** begin PROVIDED MATERIAL **

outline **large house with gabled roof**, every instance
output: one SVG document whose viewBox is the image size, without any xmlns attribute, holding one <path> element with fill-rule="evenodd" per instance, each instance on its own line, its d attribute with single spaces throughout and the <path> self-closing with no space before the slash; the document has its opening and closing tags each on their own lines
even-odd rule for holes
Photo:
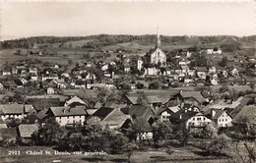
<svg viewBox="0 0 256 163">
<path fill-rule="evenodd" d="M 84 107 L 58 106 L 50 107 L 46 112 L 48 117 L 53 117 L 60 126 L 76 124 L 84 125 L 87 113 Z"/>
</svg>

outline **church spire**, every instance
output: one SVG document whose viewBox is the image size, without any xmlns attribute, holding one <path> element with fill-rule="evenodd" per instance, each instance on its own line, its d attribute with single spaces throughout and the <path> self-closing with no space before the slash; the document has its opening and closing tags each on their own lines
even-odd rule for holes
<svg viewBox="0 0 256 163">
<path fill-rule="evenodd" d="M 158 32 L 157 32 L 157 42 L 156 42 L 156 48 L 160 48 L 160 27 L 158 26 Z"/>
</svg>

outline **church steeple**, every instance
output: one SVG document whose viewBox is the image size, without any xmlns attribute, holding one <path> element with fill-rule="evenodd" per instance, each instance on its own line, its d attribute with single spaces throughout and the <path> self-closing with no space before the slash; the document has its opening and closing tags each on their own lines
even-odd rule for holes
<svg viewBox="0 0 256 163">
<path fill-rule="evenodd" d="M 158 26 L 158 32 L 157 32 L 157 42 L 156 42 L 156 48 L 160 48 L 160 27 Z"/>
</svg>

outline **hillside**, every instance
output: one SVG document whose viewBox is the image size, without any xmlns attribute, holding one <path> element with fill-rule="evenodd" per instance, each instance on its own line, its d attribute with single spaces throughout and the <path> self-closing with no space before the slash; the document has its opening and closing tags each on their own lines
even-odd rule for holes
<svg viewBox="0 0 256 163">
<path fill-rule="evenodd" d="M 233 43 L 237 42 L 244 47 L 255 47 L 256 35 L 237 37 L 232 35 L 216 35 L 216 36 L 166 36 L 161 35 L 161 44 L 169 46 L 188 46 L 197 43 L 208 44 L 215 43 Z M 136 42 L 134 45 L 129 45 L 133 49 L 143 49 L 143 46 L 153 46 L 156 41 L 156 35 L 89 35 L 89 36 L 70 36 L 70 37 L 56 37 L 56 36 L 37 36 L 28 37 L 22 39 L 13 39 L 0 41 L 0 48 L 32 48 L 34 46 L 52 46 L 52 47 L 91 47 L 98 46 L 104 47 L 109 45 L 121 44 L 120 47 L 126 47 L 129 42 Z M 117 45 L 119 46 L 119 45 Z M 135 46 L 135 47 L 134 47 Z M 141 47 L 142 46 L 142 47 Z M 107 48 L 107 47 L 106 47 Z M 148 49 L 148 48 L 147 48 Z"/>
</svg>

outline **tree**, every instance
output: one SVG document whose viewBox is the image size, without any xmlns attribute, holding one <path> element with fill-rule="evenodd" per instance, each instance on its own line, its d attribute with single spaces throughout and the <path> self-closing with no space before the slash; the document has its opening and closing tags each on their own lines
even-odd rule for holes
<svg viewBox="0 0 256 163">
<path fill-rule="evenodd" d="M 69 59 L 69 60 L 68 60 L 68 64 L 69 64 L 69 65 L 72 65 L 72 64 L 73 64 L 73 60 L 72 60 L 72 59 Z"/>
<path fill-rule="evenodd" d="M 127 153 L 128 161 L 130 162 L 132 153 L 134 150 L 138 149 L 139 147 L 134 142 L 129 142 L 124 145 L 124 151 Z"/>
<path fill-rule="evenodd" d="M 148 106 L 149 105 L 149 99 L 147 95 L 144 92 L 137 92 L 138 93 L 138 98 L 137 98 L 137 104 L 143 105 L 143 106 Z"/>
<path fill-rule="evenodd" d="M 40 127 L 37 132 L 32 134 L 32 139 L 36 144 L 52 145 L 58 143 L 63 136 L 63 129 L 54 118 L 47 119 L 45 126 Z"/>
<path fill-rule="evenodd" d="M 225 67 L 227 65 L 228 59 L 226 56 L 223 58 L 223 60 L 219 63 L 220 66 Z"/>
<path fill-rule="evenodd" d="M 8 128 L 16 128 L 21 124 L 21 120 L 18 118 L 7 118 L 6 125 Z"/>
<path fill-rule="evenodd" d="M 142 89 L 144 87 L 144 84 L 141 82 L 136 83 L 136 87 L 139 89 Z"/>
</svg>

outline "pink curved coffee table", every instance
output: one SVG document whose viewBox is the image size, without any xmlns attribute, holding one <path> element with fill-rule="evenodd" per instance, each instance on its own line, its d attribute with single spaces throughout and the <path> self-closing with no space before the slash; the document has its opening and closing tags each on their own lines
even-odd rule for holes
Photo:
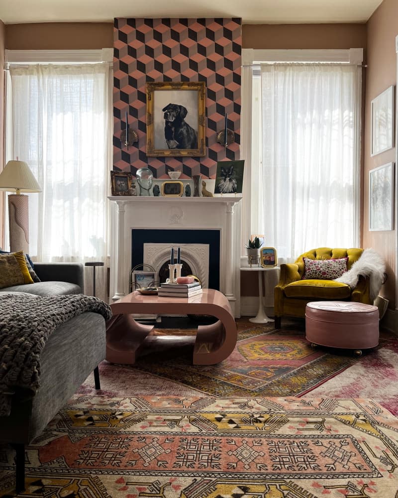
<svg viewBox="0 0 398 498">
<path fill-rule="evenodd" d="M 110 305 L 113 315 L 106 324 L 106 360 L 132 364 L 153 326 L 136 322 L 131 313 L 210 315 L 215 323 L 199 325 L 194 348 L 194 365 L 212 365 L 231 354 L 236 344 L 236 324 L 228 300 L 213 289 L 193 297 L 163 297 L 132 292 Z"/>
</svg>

** end PROVIDED MATERIAL **

◆ EXERCISE INSTRUCTIONS ◆
Replicate the material above verbatim; images stay out of the copy.

◆ RESULT FOR THIS TASK ◆
outline **large house with gabled roof**, every instance
output: one SVG document whose viewBox is the image size, without any xmlns attribute, holding one <path> element with fill-rule="evenodd" per instance, each instance on its own line, its d attribute with single spaces throughout and the <path> self-closing with no space before the slash; the document has its opening and closing tags each on their own lines
even-odd rule for holes
Photo:
<svg viewBox="0 0 256 163">
<path fill-rule="evenodd" d="M 84 107 L 58 106 L 50 107 L 46 112 L 48 117 L 53 117 L 60 126 L 76 124 L 84 125 L 87 113 Z"/>
</svg>

outline **church spire**, every instance
output: one SVG document whose viewBox is the image size, without any xmlns attribute, holding one <path> element with fill-rule="evenodd" per instance, each instance on its own line, its d attribute with single spaces throughout and the <path> self-closing with no space before the slash; the document has its opening and closing tags each on their own lines
even-odd rule for holes
<svg viewBox="0 0 256 163">
<path fill-rule="evenodd" d="M 158 32 L 157 32 L 157 42 L 156 42 L 156 48 L 160 48 L 160 27 L 158 26 Z"/>
</svg>

outline **church steeple**, every instance
output: one SVG document whose viewBox is the image size, without any xmlns attribute, holding one <path> element with fill-rule="evenodd" per instance, each instance on its own line, its d attribute with single spaces throughout and the <path> self-closing with no space before the slash; the document has its opening and closing tags each on their own lines
even-odd rule for holes
<svg viewBox="0 0 256 163">
<path fill-rule="evenodd" d="M 158 26 L 158 32 L 157 32 L 157 42 L 156 42 L 156 48 L 160 48 L 160 27 Z"/>
</svg>

outline **hillside**, every instance
output: one SVG document whose viewBox is the image size, without any xmlns attribute, holding one <path> element with fill-rule="evenodd" per instance, each instance on its own line, its d attribute with single spaces throughout and the <path> self-closing with no space before the slash; the document has its opening and closing tags each on their own lines
even-odd rule for holes
<svg viewBox="0 0 256 163">
<path fill-rule="evenodd" d="M 233 43 L 237 42 L 244 47 L 255 47 L 256 35 L 237 37 L 232 35 L 216 35 L 216 36 L 166 36 L 161 35 L 161 44 L 169 46 L 188 46 L 197 43 L 208 44 L 215 43 Z M 136 42 L 134 45 L 129 45 L 133 49 L 143 49 L 143 46 L 153 46 L 156 41 L 156 35 L 89 35 L 89 36 L 70 36 L 70 37 L 56 37 L 56 36 L 37 36 L 28 37 L 22 39 L 13 39 L 0 41 L 0 48 L 32 48 L 34 46 L 52 46 L 52 47 L 91 47 L 98 46 L 104 47 L 109 45 L 121 44 L 120 47 L 126 47 L 129 42 Z M 117 45 L 119 46 L 119 45 Z M 135 46 L 135 47 L 134 47 Z M 141 47 L 142 46 L 142 47 Z M 107 48 L 107 47 L 106 47 Z M 148 49 L 148 48 L 147 48 Z"/>
</svg>

outline **tree**, every instance
output: one SVG document whose viewBox is the image size, without any xmlns attribute, holding one <path> element with fill-rule="evenodd" per instance, each instance on its own line, its d attribute with single spaces throughout and the <path> self-closing with no space before the slash; the document has its opening and closing tags each on their own lines
even-odd rule for holes
<svg viewBox="0 0 256 163">
<path fill-rule="evenodd" d="M 69 59 L 69 60 L 68 60 L 68 64 L 69 64 L 69 65 L 72 65 L 72 64 L 73 64 L 73 60 L 72 60 L 72 59 Z"/>
<path fill-rule="evenodd" d="M 127 153 L 128 161 L 130 162 L 132 153 L 134 150 L 138 149 L 139 147 L 134 142 L 129 142 L 124 145 L 124 151 Z"/>
<path fill-rule="evenodd" d="M 148 106 L 149 105 L 149 99 L 147 95 L 144 92 L 137 92 L 138 93 L 138 98 L 137 98 L 137 104 L 143 105 L 143 106 Z"/>
<path fill-rule="evenodd" d="M 40 127 L 37 132 L 32 134 L 32 139 L 36 144 L 52 145 L 58 143 L 63 136 L 63 129 L 54 118 L 47 119 L 45 126 Z"/>
<path fill-rule="evenodd" d="M 225 67 L 227 65 L 228 59 L 226 56 L 223 58 L 223 60 L 219 63 L 220 66 Z"/>
<path fill-rule="evenodd" d="M 8 128 L 16 128 L 21 124 L 21 120 L 18 118 L 7 118 L 6 125 Z"/>
<path fill-rule="evenodd" d="M 142 89 L 144 87 L 144 84 L 141 82 L 136 83 L 136 87 L 139 89 Z"/>
</svg>

outline "pink curved coffee table", every instance
output: one SVG document whose viewBox is the image size, without any xmlns attribute, holding one <path> element with fill-rule="evenodd" per instance, each instance on its own line, its d attribute with single spaces throughout and the <path> self-closing with no space before the slash; the document has its opening and closing tags each on their own lines
even-odd rule for holes
Photo:
<svg viewBox="0 0 398 498">
<path fill-rule="evenodd" d="M 110 305 L 113 315 L 106 324 L 106 360 L 132 364 L 153 326 L 136 322 L 131 313 L 210 315 L 215 323 L 199 325 L 194 348 L 194 365 L 212 365 L 231 354 L 236 344 L 236 324 L 228 300 L 213 289 L 193 297 L 163 297 L 132 292 Z"/>
</svg>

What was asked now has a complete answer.